### READING TEXT
______

<$BlogRSDURL$>

Letter from Australia

This is a weekly update from Australia, written by a person who has a tendency to ramble (one of the main features of bloggers, maybe?). Inspired by the one and only Alistair Cooke, recently departed in April 2004, age 95.

Friday, April 30, 2004

The passing of great men has often captured the imagination of the popular masses. Less so the great women of this world. Certainly the contributions to society of Queen Victoria in the early 20th Century, and Mother Theresa late last century have been well acclaimed and recognised.

Perhaps the years to come, one may recall the life of one Estee Lauder. Born Josephine Esther Mentzer, she developed and nurtured her passion for cosmetics, and introduces the concept of having free sample displays in retail outlets. Her understanding of the market’s desire to ‘try before you buy’ propelled her company to expand across 118 countries that currently controls merely 45% of the US market. Until recently, Estee Lauder would personally launch new retail outlets as far flung as Easter Europe. Her focus on creating opportunities to allow women to feel beautiful has remained constant throughout. Indeed, what Estee Lauder has stood for during her 97 years of life continue through product lines such as Prescriptives, Clinique, Origins and Aramis.

Mary Poppins has arguably been one of the most talked about children’s books since the first book was published sometime in the 1930s. Yet its Australian-born creator has always maintained that she had never intended to write specifically for children. During interviews (which were infrequent, and never about her private life), P. L. Travers would say that her books (eight in totally for Mary Poppins series, amongst many poems and other literary works) were written for people who have not forgotten the child within. The film, created by Disney, popularised the first book, although details such as the many years that it took to arrive at an agreement with Travers, and her often-strident position against distorting her prized work via film, were often communicated in hushed whispers.

______

### DATASET
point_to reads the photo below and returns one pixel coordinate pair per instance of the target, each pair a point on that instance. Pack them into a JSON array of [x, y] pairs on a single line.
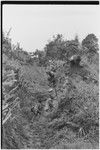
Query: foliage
[[38, 115]]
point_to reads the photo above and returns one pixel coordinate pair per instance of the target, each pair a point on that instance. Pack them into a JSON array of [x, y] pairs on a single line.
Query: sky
[[34, 25]]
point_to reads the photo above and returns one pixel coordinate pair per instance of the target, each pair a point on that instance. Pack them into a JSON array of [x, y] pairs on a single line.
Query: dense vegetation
[[45, 110]]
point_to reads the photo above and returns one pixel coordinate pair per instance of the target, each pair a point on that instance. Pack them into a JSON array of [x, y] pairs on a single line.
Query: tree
[[90, 43]]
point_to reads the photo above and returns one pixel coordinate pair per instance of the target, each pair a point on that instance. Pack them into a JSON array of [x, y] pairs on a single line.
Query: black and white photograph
[[50, 75]]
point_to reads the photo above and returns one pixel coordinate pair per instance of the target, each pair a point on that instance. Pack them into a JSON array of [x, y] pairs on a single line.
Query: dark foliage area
[[50, 98]]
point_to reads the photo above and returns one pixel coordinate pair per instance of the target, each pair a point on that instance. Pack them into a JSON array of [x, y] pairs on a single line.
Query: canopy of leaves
[[38, 115]]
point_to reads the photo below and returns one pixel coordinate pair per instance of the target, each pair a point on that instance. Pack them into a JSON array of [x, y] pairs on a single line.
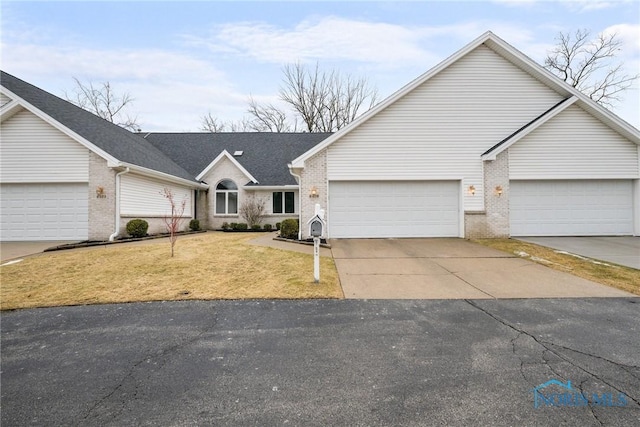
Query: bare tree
[[253, 210], [588, 65], [103, 101], [268, 118], [325, 101], [175, 219], [212, 124]]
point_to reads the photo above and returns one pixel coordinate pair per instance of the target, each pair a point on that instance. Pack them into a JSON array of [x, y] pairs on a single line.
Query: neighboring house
[[66, 174], [485, 144]]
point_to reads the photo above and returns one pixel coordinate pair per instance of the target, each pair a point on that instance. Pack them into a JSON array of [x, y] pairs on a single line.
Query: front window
[[226, 197], [284, 202]]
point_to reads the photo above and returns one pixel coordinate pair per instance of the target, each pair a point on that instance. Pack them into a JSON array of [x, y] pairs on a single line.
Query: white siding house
[[45, 176], [60, 170], [487, 138]]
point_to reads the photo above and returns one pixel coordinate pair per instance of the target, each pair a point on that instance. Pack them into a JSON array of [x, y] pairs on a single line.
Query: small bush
[[137, 227], [194, 225], [289, 229]]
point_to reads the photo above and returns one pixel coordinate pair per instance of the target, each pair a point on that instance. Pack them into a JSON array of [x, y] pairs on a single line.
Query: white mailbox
[[316, 226]]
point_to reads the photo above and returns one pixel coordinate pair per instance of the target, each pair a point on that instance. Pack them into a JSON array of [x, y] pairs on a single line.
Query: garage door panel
[[44, 211], [394, 209], [571, 208]]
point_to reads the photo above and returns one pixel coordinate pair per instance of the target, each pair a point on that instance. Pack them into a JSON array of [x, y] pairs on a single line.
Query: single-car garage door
[[362, 209], [44, 211], [571, 208]]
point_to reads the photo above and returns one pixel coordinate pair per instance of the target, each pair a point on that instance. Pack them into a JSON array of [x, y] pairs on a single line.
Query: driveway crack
[[548, 348], [129, 376]]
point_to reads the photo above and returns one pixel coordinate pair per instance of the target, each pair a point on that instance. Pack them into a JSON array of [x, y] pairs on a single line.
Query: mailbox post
[[316, 230]]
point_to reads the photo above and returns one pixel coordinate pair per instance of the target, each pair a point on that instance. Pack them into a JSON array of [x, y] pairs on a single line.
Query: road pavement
[[324, 362]]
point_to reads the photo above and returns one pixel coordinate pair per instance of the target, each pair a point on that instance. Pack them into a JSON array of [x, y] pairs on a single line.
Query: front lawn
[[606, 273], [206, 266]]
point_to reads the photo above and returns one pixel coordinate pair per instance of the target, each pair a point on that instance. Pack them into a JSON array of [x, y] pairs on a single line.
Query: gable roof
[[265, 155], [225, 155], [514, 56], [110, 141], [492, 152]]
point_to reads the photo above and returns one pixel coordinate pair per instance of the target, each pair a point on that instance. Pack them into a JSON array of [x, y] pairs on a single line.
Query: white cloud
[[592, 5], [171, 90], [327, 38]]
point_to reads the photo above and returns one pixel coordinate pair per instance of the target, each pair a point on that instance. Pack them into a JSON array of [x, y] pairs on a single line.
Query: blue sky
[[181, 60]]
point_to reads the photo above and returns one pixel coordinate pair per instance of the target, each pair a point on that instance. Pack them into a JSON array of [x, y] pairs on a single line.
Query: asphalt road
[[348, 362]]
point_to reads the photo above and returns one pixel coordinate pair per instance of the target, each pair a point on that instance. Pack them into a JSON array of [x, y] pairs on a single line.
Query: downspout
[[117, 225], [298, 178]]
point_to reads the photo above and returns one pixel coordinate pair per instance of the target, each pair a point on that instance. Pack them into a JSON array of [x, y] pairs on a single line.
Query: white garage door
[[571, 208], [44, 212], [363, 209]]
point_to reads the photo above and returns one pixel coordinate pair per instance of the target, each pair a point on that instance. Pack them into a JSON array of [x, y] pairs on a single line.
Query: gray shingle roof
[[125, 146], [265, 155], [525, 126]]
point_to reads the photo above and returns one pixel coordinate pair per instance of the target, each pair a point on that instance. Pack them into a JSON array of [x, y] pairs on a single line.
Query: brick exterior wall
[[102, 210], [202, 208], [494, 221], [314, 174], [156, 224]]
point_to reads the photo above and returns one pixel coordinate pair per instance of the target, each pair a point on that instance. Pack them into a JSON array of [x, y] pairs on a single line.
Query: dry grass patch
[[620, 277], [205, 266]]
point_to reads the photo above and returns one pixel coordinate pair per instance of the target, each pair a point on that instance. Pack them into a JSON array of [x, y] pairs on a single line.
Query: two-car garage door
[[44, 211], [571, 208], [363, 209]]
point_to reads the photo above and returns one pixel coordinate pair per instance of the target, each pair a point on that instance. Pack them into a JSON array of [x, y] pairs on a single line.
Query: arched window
[[226, 197]]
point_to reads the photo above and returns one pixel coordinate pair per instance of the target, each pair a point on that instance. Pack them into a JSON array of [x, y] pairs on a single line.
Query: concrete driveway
[[13, 250], [449, 268], [622, 250]]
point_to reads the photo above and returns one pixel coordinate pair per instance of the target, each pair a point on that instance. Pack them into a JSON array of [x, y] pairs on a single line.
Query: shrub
[[137, 227], [253, 210], [289, 229], [194, 225]]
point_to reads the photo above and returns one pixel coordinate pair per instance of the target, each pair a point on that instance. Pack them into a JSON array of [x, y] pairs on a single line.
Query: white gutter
[[298, 178], [117, 225], [161, 175]]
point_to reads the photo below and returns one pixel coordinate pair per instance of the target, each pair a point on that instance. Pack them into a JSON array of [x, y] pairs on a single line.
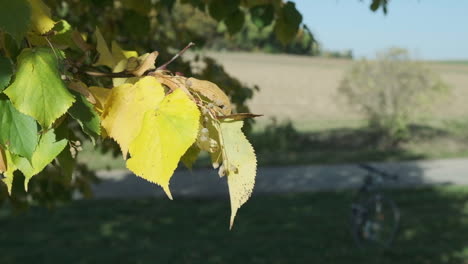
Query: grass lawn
[[292, 228]]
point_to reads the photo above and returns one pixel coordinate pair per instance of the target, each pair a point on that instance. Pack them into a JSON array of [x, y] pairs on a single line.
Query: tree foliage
[[62, 83], [61, 86]]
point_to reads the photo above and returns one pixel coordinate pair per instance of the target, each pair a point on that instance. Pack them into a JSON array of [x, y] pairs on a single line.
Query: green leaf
[[83, 112], [10, 46], [15, 18], [67, 162], [105, 55], [190, 156], [288, 22], [18, 132], [46, 151], [9, 173], [38, 77], [6, 71], [235, 21], [62, 39], [239, 164]]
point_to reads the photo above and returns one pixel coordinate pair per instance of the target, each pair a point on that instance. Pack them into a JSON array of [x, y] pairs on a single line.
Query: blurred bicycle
[[375, 218]]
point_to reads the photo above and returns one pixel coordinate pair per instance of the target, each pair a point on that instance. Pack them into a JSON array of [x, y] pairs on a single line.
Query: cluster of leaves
[[51, 77]]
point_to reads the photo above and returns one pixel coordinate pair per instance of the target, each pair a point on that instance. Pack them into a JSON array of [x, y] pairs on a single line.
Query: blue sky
[[429, 29]]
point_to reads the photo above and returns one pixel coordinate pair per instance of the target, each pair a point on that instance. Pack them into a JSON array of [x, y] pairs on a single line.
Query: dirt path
[[206, 182]]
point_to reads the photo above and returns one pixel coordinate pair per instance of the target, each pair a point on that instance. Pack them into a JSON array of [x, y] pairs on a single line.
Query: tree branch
[[180, 53], [123, 74]]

______

### WHAT TO WORK ON
Please write out the stretch of the Letter from Australia post from "Mary Poppins has" through "in hushed whispers." again, changing "hushed whispers" to "quiet conversations".

### ANSWER TO THIS EXERCISE
Mary Poppins has arguably been one of the most talked about children’s books since the first book was published sometime in the 1930s. Yet its Australian-born creator has always maintained that she had never intended to write specifically for children. During interviews (which were infrequent, and never about her private life), P. L. Travers would say that her books (eight in totally for Mary Poppins series, amongst many poems and other literary works) were written for people who have not forgotten the child within. The film, created by Disney, popularised the first book, although details such as the many years that it took to arrive at an agreement with Travers, and her often-strident position against distorting her prized work via film, were often communicated in quiet conversations.